The full set of entries below needs to be written out exactly.
** Available records follows **
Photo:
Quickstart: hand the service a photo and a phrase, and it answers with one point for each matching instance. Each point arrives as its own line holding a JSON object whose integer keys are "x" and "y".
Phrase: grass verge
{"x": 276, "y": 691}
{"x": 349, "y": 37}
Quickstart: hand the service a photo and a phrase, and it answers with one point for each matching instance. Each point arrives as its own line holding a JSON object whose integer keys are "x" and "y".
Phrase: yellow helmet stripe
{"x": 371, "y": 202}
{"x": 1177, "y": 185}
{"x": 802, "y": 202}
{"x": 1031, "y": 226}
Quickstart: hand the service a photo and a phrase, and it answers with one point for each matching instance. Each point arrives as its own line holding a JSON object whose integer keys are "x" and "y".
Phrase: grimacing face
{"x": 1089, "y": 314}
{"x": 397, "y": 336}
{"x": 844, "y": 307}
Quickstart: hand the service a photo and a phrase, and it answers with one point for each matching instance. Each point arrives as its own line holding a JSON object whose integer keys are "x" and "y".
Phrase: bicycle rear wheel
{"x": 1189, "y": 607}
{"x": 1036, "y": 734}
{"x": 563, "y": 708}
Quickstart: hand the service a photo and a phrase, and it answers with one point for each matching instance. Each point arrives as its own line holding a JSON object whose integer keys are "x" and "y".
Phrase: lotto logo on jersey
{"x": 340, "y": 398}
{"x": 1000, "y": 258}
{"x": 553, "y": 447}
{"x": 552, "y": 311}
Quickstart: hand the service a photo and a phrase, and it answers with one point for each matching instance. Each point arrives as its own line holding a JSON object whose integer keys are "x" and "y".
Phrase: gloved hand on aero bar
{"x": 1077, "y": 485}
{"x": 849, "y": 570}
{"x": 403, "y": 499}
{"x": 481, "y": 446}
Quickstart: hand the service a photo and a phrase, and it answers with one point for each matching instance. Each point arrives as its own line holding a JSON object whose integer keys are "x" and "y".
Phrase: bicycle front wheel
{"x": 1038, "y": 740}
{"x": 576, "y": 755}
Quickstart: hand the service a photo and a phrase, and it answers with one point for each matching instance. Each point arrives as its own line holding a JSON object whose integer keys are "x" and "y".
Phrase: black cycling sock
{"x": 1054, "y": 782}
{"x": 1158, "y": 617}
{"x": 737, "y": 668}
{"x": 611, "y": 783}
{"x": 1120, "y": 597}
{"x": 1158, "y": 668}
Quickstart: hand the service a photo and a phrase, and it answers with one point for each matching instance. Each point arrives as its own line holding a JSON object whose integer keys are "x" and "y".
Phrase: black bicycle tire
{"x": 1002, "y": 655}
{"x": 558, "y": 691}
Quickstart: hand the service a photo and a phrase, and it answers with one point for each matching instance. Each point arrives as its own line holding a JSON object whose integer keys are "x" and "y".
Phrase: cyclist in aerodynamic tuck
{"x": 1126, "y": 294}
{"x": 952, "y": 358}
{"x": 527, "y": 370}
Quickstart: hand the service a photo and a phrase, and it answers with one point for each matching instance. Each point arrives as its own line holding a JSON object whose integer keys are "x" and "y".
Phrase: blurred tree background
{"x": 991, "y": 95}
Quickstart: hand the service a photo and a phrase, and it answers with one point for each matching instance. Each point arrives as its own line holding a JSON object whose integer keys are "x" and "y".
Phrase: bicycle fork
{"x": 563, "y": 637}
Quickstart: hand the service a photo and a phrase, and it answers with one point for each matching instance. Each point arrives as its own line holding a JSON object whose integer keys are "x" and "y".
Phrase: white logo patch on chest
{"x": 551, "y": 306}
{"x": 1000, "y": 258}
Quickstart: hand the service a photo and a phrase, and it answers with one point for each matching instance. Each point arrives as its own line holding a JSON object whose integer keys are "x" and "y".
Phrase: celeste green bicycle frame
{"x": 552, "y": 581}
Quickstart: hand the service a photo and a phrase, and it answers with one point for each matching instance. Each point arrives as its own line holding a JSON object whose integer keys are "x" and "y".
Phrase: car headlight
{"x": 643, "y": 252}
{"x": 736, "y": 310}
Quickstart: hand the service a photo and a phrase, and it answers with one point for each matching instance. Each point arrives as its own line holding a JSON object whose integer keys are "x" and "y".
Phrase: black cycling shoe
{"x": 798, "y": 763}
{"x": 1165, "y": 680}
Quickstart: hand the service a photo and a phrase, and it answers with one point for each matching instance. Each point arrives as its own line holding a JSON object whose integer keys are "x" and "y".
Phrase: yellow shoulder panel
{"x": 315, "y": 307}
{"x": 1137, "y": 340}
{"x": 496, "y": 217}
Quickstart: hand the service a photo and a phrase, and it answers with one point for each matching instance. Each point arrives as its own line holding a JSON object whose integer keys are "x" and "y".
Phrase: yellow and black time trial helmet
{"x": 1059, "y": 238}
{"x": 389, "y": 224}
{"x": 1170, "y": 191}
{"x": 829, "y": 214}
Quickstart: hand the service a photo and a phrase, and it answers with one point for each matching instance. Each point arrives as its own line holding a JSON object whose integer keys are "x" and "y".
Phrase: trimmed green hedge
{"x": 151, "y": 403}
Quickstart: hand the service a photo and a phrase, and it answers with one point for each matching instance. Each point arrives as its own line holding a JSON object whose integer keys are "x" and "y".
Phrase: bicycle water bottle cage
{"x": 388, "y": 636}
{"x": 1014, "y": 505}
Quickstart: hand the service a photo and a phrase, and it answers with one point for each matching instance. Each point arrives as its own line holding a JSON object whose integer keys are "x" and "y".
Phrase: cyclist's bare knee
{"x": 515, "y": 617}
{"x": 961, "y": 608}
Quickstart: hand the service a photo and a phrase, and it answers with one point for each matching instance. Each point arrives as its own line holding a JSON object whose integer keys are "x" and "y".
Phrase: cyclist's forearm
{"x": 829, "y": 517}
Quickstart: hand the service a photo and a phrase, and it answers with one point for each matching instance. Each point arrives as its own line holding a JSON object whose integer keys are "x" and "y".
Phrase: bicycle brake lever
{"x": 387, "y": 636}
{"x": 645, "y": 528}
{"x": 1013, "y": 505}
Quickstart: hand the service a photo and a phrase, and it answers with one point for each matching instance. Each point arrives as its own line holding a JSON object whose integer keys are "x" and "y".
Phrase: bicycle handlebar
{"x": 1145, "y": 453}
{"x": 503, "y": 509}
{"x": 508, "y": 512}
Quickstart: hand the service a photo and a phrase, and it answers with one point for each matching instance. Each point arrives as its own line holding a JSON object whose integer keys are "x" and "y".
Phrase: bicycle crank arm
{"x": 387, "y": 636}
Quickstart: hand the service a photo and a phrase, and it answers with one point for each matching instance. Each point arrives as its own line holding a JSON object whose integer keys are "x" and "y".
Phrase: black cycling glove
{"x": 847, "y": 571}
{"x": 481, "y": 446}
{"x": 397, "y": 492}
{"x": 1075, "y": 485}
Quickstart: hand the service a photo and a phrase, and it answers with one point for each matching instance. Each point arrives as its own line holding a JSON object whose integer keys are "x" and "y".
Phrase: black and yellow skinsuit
** End of Available records **
Result for this exercise:
Photo:
Quickstart: hand the service a photo and a phrase, and it answers with one point for each matching instance. Each point arrives as its own line holding a JSON object whose integer keys are "x" and "y".
Phrase: grass verge
{"x": 276, "y": 691}
{"x": 349, "y": 37}
Quickstart: hand the service a photo and a phrase, and it answers with one point for each matching instance. Each point arrives as its own line holding a JSON object whose integer keys are "x" and "y".
Phrase: yellow helmet stripe
{"x": 371, "y": 202}
{"x": 1177, "y": 185}
{"x": 802, "y": 202}
{"x": 1031, "y": 226}
Quickstart: hand the service a photo and a phrase, and it answers with one point for each matching instance. Each point arrives as its own line holding a JSON object whose integer keys are "x" and "y".
Phrase: grimacing face
{"x": 1089, "y": 314}
{"x": 397, "y": 336}
{"x": 844, "y": 307}
Quickstart: hand the service a photo and a phrase, and it answers with one point for each matching instance. Each point arrives as its own line holding a JSON object whose integer keys are "x" and "y".
Phrase: bicycle rear wheel
{"x": 1189, "y": 607}
{"x": 1036, "y": 734}
{"x": 563, "y": 708}
Quickstart: hand the service a photo and a phrase, and it answers with one point for each matching instance. Each point arrives as its own line holding a JSON object whose integer keys are "x" and "y".
Phrase: lotto logo on jersey
{"x": 340, "y": 398}
{"x": 1000, "y": 258}
{"x": 553, "y": 447}
{"x": 552, "y": 311}
Quickstart: hand the service a photo and a phrase, and it answers with one point for each matching instance. Each point arrives as its own line holding a JSON object whose integer keys are "x" and "y".
Phrase: gloved hand on aero bar
{"x": 1077, "y": 485}
{"x": 849, "y": 570}
{"x": 403, "y": 499}
{"x": 481, "y": 446}
Quickstart: hand the service a photo and a phrase, and it answers with one point for each matching instance. Each point arrives as its own line holding a JSON object whose integer keys are "x" and "y".
Phrase: bicycle front wheel
{"x": 1038, "y": 740}
{"x": 576, "y": 755}
Quickstart: hand the service a photo and a phrase, and it answers with one point for each matching instance. Each point arrives as its own line holding a JSON object whose integer keys are "x" and "y".
Phrase: black cycling sock
{"x": 1054, "y": 782}
{"x": 1158, "y": 617}
{"x": 737, "y": 668}
{"x": 611, "y": 783}
{"x": 1120, "y": 597}
{"x": 1158, "y": 668}
Quickstart: hand the service a photo and a phrase, and it answers with one point for each matching instance. Each point arrives as its own line holding a JSON object whose integer keys are "x" and "y".
Phrase: black bicycle tire
{"x": 1002, "y": 655}
{"x": 558, "y": 691}
Quickstart: hand the service a photo and a phrase, and it answers with one point for each matching instance. Each point arrives as its own line holding a JSON object whose integer keys are "x" and "y".
Phrase: cyclist in aerodynamic tuck
{"x": 1126, "y": 294}
{"x": 952, "y": 358}
{"x": 527, "y": 370}
Quickstart: hand the service a photo and a phrase, and it answers with one point for each matching instance. Each point arrives as its own line holding a JSON object whose integer keys are "x" and "y".
Phrase: blurred tree background
{"x": 991, "y": 95}
Quickstart: hand the service a photo and a phrase, and it answers with one point for each matching instance. Each point arrives as its own line holding a JSON object whose integer keys are "x" and "y".
Phrase: bicycle fork
{"x": 563, "y": 637}
Quickstart: hand the service a photo and a phrase, and it answers with one point for each matching instance. Each point arrives as its own line holding a JSON object whose integer keys are "x" and "y".
Phrase: white logo patch on chest
{"x": 551, "y": 306}
{"x": 1000, "y": 258}
Quickstart: hand the service a photo and a phrase, and it answers with one point for each matching instance. Each point arrives as its own line holding a JSON object whose integer keys are "x" and "y".
Phrase: celeste green bicycle frame
{"x": 552, "y": 581}
Quickstart: hand the service a photo and a phrase, and it answers with one point for each matching instance. Each point arrives as its own line holding a JSON object whose integer keys are "x" and "y".
Phrase: car headlight
{"x": 643, "y": 252}
{"x": 736, "y": 310}
Quickstart: hand the service a photo and a phrase, and it answers with one point for each matching instance. Each point arrives as its own line holding a JSON object whose integer keys are "x" and "y".
Phrase: black cycling shoe
{"x": 798, "y": 763}
{"x": 1165, "y": 680}
Quickstart: hand the service a photo and a phrase, and it answers with one point for each matching instance. Each point arrives as its own line holding a JSON object whose integer keys are "x" and "y".
Phrase: yellow shoulder panel
{"x": 315, "y": 307}
{"x": 1137, "y": 340}
{"x": 496, "y": 217}
Quickstart: hand the service a photo and a phrase, and it answers with one point for each matching instance. Each point arrives as its own line holding a JSON object whose integer keys are "x" and "y".
Phrase: yellow and black time trial helmet
{"x": 1059, "y": 238}
{"x": 389, "y": 224}
{"x": 1170, "y": 191}
{"x": 829, "y": 214}
Quickstart: hand the service a photo and a phrase, and it answers with one point for each matching instance. Each point arrives as its own line holding a JSON object whose integer keys are "x" and "y".
Phrase: trimmed green hedge
{"x": 151, "y": 403}
Quickstart: hand the service a photo and a phrase, and it answers with one point for each matching instance. Each point arrives as its own line holding a JSON object whose integer keys are "x" and "y".
Phrase: bicycle water bottle cage
{"x": 388, "y": 636}
{"x": 1014, "y": 505}
Quickstart: hand the service a photo and a phrase, and it answers with one point for each matching instance. Each point arrives as its own line holding a JSON object whose integer keys are "x" and "y".
Phrase: cyclist's bare knee
{"x": 515, "y": 617}
{"x": 961, "y": 608}
Quickstart: hand the service a photo and a phrase, and it answers with one point for each matching instance. Each point arrives as its own line holding a JSON object whose integer keys are "x" and "y".
Phrase: cyclist's forearm
{"x": 829, "y": 517}
Quickstart: hand the service a photo and a phrase, and it answers with one point for each matching instance. Each point arrives as its own line holding a JSON object whose integer keys are "x" and "y".
Phrase: bicycle brake lever
{"x": 387, "y": 636}
{"x": 645, "y": 528}
{"x": 1013, "y": 505}
Quickstart: hand the service a photo and a phrase, and it answers with one point for each matching instance. Each point arrives as its own line holding a JSON object whose integer keys are "x" and "y".
Phrase: bicycle handlebar
{"x": 1145, "y": 453}
{"x": 503, "y": 509}
{"x": 508, "y": 512}
Quickstart: hand the service a photo and a phrase, and it answers with one point for each matching instance. Each point arrives as its own line holding a JSON object whose integer keys are "x" and "y".
Phrase: bicycle crank arm
{"x": 387, "y": 636}
Quickstart: hand the service a photo and a phrase, and it answers with one point for each matching instance. Each point arrives as its own line holding a JSON object whose integer keys are "x" and "y".
Phrase: black cycling glove
{"x": 847, "y": 571}
{"x": 481, "y": 446}
{"x": 397, "y": 492}
{"x": 1075, "y": 485}
Quickstart: hand the service a photo and a phrase, and it answers with one point for each matching instance. Each point arrives as its own line holding a JSON object whose integer keys are "x" and "y".
Phrase: black and yellow skinsuit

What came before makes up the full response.